When the line containing "Target: blue sky" appears in the entries below, begin printing there and stop after the line containing "Mark the leafy"; print each of those lines exactly and no other line.

_Available data_.
--

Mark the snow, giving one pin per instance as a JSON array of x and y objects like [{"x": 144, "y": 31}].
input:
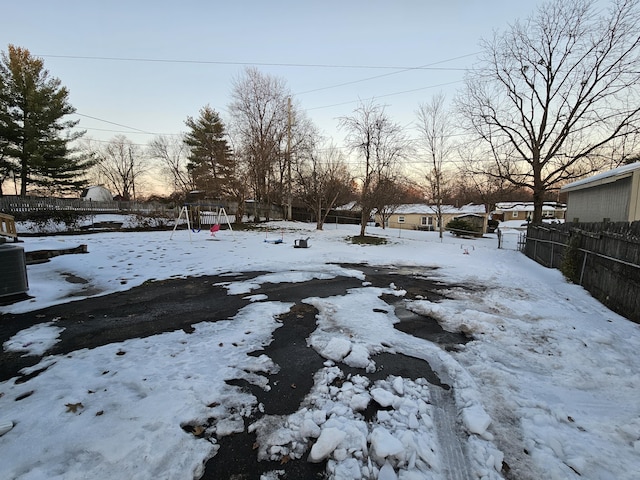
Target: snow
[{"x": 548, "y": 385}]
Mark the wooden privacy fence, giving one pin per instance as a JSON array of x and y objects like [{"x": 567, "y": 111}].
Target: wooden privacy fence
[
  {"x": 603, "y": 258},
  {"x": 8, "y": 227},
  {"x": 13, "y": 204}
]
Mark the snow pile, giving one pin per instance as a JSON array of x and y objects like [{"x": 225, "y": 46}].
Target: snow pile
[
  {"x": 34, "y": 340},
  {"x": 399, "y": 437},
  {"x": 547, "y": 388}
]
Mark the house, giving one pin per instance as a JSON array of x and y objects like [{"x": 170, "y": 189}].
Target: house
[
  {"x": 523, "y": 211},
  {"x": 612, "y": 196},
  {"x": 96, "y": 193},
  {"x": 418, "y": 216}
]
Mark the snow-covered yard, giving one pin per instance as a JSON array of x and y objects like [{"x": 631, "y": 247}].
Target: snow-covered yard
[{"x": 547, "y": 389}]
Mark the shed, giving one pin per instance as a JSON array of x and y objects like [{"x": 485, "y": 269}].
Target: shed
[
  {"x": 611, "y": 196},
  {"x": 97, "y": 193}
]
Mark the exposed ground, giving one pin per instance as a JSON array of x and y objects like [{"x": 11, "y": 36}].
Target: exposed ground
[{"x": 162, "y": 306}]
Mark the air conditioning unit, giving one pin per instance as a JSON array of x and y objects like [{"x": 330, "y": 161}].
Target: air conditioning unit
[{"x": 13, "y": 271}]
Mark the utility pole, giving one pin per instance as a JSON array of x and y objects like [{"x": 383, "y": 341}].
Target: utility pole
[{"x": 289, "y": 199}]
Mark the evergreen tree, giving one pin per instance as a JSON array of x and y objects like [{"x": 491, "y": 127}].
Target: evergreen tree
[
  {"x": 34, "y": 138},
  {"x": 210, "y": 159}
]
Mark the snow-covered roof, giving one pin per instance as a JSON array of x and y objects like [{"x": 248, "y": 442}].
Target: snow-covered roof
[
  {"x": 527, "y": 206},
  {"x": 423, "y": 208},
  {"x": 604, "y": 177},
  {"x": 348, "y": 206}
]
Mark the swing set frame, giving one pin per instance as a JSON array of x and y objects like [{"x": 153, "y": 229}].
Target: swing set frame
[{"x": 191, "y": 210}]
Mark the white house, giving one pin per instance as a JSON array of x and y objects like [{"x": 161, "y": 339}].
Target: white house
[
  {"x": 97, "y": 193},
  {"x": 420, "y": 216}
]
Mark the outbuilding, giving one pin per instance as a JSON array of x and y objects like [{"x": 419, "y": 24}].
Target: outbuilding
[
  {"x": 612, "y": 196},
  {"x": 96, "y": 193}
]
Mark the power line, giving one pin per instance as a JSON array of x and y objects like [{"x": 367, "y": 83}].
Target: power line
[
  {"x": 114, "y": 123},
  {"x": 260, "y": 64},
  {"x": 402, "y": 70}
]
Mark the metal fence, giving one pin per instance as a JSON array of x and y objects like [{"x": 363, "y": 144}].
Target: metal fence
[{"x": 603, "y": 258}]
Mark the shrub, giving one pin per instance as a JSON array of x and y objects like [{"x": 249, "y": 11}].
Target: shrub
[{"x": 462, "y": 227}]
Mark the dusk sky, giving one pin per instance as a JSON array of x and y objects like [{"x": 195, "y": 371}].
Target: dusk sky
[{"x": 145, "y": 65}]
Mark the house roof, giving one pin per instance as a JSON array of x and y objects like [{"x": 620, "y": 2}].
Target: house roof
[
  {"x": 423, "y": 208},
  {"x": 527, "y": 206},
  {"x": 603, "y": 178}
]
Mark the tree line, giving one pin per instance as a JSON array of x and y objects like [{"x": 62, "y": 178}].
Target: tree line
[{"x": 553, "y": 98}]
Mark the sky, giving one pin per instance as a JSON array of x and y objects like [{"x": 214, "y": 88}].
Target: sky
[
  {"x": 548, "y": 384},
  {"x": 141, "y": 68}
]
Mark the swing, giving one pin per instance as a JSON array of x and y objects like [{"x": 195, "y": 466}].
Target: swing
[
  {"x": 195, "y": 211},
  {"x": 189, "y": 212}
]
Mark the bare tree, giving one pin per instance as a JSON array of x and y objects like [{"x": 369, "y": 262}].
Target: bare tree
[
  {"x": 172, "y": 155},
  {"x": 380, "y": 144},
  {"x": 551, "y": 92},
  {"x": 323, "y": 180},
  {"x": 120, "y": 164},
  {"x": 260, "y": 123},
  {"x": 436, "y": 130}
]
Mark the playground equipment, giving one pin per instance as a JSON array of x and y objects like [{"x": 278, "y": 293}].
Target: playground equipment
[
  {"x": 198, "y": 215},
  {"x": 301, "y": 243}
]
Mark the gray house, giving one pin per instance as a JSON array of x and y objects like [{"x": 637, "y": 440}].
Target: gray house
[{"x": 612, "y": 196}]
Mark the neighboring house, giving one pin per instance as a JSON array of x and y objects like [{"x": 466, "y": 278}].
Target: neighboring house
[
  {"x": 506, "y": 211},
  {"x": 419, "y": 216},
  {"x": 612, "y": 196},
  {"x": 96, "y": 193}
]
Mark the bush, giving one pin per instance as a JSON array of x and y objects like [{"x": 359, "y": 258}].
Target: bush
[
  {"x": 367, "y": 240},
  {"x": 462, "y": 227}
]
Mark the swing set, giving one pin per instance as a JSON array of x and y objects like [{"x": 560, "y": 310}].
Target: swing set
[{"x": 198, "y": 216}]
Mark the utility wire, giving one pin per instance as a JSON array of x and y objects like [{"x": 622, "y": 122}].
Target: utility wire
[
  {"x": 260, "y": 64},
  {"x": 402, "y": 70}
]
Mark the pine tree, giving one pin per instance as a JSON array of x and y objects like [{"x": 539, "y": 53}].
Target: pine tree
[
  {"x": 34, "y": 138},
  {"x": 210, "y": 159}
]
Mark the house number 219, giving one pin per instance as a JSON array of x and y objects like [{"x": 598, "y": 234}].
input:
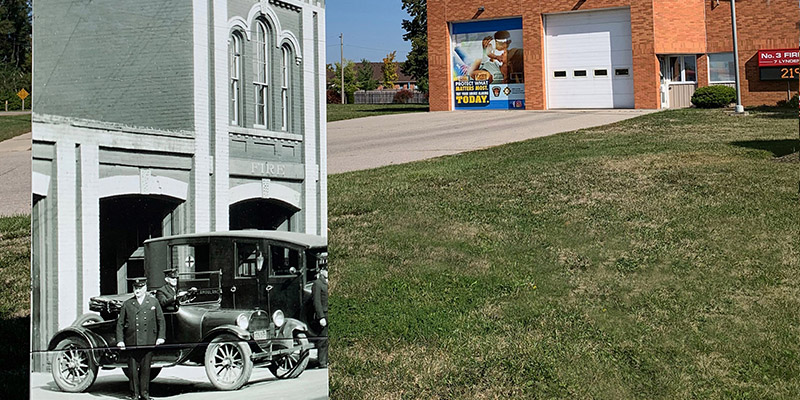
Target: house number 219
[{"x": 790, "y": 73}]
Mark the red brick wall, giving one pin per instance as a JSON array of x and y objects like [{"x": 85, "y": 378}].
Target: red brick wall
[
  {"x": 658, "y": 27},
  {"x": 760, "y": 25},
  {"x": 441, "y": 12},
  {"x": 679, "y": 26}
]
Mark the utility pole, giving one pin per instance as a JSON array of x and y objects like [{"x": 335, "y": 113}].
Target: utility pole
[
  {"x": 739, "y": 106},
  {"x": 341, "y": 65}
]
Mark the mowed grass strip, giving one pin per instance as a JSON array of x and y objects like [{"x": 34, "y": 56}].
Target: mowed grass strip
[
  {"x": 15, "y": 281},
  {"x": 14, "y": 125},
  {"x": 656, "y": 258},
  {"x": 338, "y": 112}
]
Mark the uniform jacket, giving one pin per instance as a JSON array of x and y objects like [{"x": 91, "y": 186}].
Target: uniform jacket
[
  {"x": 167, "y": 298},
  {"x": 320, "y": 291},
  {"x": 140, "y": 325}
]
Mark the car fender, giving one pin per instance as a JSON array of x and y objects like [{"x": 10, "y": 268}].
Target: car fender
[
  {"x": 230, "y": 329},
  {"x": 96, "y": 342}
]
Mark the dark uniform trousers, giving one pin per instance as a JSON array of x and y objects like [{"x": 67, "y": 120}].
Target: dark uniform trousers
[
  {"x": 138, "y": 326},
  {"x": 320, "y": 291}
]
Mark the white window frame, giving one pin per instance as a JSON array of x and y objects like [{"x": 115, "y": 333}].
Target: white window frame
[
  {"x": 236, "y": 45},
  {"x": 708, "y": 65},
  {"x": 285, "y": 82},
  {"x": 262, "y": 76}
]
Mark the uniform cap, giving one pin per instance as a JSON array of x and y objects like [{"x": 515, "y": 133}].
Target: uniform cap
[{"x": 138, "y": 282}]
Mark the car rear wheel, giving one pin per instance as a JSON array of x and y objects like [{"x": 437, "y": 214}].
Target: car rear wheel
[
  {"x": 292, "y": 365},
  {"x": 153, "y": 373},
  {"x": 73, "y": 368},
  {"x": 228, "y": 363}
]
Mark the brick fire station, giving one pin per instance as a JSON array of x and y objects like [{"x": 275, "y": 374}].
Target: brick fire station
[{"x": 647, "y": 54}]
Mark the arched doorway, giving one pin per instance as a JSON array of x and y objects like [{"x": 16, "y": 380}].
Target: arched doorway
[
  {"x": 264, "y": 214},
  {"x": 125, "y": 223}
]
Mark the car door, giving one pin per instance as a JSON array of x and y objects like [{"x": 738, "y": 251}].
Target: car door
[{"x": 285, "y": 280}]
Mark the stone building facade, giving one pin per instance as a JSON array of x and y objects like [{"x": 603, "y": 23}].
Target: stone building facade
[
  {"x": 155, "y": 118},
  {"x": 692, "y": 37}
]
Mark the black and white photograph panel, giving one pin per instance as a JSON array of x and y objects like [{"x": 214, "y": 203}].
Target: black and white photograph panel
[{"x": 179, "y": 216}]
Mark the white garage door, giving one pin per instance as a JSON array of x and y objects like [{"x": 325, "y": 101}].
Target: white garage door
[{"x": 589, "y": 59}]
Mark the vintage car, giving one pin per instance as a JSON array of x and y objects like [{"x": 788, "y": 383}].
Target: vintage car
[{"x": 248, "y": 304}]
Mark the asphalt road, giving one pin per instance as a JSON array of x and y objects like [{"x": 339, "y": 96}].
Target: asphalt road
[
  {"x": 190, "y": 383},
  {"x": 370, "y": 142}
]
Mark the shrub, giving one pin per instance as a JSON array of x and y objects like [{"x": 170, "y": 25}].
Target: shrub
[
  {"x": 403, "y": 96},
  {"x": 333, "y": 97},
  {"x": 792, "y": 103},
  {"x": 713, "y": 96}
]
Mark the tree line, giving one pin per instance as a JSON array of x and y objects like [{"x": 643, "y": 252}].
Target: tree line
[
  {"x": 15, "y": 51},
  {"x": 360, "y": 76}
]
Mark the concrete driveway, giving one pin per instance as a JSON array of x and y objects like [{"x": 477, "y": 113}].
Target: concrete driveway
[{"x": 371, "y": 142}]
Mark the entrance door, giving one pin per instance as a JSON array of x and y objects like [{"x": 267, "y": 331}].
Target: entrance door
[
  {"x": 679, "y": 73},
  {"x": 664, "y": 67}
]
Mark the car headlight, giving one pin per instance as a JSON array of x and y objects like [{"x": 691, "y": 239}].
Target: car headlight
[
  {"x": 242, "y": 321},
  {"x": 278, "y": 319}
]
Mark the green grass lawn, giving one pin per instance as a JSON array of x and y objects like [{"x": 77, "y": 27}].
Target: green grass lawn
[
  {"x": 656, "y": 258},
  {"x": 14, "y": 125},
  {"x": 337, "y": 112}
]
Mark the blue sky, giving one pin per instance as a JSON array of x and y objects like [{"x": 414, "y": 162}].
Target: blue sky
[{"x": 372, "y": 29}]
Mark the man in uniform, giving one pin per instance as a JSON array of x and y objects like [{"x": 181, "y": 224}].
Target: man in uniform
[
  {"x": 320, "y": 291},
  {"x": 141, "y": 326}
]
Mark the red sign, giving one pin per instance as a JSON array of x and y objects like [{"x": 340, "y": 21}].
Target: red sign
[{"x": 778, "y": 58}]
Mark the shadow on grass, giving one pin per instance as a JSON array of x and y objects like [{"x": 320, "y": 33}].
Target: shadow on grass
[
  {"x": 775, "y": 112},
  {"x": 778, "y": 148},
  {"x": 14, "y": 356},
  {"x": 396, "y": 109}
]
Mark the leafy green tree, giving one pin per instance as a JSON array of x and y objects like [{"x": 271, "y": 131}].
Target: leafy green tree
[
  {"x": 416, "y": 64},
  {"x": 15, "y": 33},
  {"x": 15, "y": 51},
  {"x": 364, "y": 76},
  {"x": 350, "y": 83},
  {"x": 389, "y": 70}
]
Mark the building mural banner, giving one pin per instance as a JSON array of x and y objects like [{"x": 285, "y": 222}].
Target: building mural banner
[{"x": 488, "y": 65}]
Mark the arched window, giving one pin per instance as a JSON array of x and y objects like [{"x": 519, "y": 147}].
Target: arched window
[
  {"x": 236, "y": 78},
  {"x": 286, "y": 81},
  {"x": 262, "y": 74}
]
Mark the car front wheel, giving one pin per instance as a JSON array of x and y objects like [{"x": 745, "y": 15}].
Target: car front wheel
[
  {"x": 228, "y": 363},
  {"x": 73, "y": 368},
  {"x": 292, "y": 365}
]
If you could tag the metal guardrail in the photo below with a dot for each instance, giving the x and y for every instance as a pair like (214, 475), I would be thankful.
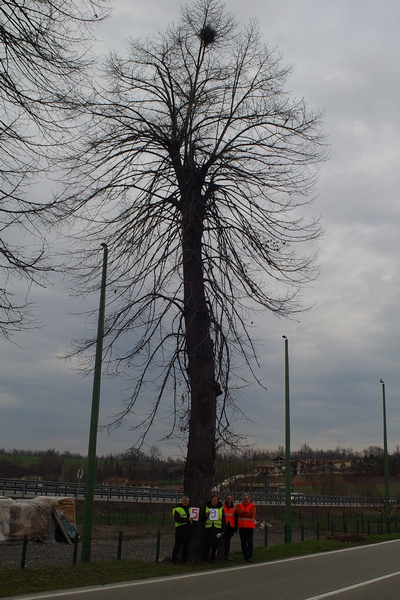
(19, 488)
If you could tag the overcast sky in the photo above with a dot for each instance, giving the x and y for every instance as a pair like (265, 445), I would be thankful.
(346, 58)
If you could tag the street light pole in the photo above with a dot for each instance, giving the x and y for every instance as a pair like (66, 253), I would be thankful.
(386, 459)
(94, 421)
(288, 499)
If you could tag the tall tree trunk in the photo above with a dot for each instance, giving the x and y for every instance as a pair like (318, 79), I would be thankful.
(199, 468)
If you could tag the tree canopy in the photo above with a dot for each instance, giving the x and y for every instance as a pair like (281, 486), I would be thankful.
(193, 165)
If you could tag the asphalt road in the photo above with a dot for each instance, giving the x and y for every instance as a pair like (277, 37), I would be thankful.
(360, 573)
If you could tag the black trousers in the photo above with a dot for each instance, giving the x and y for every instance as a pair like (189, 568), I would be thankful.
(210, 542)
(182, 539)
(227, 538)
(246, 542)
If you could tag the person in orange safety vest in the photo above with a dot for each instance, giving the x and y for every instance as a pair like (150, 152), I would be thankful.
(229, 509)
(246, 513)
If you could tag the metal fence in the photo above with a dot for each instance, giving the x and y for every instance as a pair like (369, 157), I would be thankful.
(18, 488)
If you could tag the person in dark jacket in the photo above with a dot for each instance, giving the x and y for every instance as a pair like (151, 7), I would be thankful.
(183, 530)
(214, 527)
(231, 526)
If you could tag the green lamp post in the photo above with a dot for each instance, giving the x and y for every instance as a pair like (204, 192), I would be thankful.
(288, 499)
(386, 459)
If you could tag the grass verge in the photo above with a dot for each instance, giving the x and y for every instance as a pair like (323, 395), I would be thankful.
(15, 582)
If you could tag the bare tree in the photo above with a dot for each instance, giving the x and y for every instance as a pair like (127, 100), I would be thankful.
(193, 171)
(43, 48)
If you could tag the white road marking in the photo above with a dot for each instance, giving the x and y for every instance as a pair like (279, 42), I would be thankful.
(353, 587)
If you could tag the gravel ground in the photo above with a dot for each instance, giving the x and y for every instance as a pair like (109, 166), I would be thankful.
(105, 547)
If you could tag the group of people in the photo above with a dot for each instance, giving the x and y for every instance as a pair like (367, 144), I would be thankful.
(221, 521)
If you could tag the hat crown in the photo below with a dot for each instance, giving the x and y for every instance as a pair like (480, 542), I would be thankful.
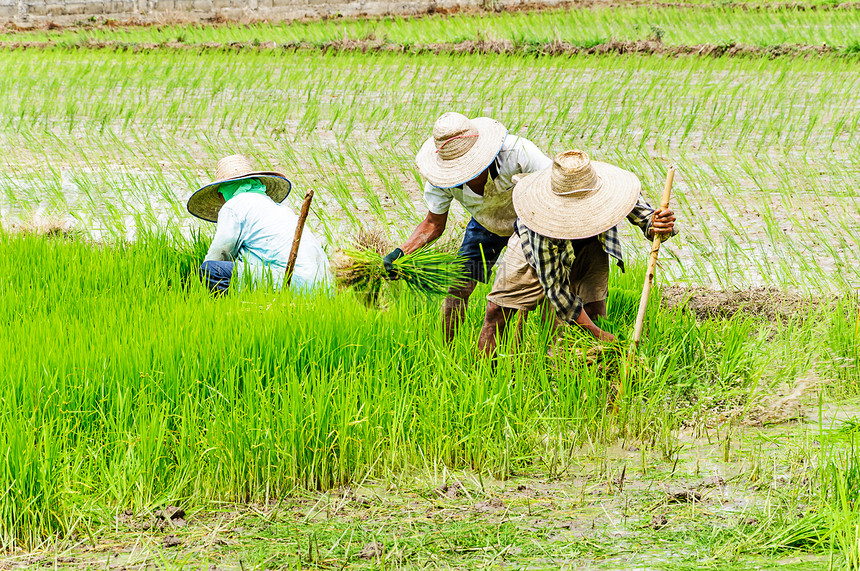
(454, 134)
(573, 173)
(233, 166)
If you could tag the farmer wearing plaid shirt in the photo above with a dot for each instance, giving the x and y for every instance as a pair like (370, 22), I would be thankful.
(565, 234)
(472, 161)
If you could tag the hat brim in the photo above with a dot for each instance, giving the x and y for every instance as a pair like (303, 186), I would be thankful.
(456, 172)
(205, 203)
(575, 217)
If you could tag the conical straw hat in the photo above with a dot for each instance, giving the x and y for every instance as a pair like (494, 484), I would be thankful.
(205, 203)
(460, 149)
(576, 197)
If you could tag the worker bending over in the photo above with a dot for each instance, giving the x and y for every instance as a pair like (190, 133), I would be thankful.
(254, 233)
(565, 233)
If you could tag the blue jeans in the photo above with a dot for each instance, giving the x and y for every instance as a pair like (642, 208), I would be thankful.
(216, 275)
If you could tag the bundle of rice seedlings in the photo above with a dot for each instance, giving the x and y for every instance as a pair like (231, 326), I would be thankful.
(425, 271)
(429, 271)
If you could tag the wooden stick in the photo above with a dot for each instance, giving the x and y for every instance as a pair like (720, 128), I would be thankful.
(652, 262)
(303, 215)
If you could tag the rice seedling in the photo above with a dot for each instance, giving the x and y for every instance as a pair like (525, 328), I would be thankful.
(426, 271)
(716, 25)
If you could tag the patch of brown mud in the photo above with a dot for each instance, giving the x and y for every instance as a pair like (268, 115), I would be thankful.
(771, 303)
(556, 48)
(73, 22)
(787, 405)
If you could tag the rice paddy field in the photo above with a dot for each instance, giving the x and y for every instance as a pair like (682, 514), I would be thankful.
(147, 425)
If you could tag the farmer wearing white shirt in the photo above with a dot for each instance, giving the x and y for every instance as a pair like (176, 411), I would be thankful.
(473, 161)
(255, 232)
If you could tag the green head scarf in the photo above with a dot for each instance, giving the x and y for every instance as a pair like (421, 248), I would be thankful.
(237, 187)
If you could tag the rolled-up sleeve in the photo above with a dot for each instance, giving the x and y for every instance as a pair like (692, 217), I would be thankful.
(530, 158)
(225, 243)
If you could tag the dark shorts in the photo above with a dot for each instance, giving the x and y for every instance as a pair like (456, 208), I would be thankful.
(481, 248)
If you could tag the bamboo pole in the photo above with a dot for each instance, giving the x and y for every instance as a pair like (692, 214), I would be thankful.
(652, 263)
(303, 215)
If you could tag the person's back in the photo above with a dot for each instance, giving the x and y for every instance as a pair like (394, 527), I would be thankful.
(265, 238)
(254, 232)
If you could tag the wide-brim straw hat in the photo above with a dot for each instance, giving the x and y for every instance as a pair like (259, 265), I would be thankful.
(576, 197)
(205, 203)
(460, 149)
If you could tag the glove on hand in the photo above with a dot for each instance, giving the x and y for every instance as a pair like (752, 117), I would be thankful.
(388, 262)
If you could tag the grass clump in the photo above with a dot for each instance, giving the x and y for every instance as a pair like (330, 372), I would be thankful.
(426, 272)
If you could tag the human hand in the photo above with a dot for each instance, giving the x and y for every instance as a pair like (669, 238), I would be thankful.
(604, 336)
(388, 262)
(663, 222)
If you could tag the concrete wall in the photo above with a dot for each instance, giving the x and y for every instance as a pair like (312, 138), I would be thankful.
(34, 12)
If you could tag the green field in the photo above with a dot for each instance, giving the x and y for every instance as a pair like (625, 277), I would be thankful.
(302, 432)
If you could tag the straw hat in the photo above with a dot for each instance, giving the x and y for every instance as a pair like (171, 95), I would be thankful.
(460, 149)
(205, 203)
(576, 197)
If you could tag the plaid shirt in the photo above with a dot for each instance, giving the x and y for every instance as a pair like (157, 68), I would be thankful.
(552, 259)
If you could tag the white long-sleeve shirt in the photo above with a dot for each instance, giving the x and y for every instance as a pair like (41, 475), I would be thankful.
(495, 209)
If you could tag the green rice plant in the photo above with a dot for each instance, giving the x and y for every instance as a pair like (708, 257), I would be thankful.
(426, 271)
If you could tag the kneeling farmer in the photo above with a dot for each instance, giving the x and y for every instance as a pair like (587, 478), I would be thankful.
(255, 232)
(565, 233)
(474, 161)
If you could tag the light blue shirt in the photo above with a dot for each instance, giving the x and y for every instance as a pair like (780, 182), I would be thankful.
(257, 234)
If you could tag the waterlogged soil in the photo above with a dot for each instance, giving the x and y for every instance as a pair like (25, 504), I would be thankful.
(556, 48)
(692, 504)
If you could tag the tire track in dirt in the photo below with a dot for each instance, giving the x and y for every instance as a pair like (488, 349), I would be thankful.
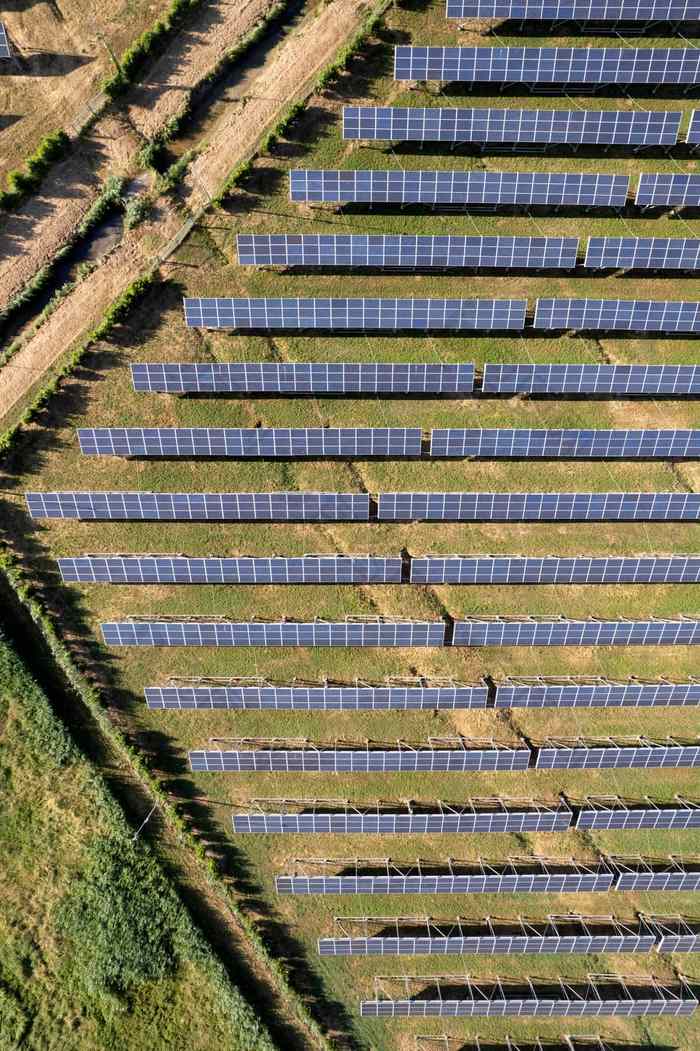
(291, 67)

--

_Completed task_.
Target: blue sky
[{"x": 372, "y": 29}]
Mark the man in uniform, giving one pin per instance as a JSON array of x and y objects like [{"x": 181, "y": 224}].
Target: man in uniform
[
  {"x": 320, "y": 291},
  {"x": 141, "y": 326}
]
Mark the red sign, giving one pin per instance as a JSON array of x and y objects like [{"x": 340, "y": 21}].
Target: red sign
[{"x": 778, "y": 58}]
Mark the shadow on grass, giving one pin per instance as a JSON array of x and y objects like [{"x": 320, "y": 33}].
Target: shadow on grass
[
  {"x": 775, "y": 112},
  {"x": 778, "y": 148},
  {"x": 14, "y": 356},
  {"x": 396, "y": 109}
]
Mark the leafy green tree, giving one pin per instance as a JSON array of x and y objects like [{"x": 271, "y": 131}].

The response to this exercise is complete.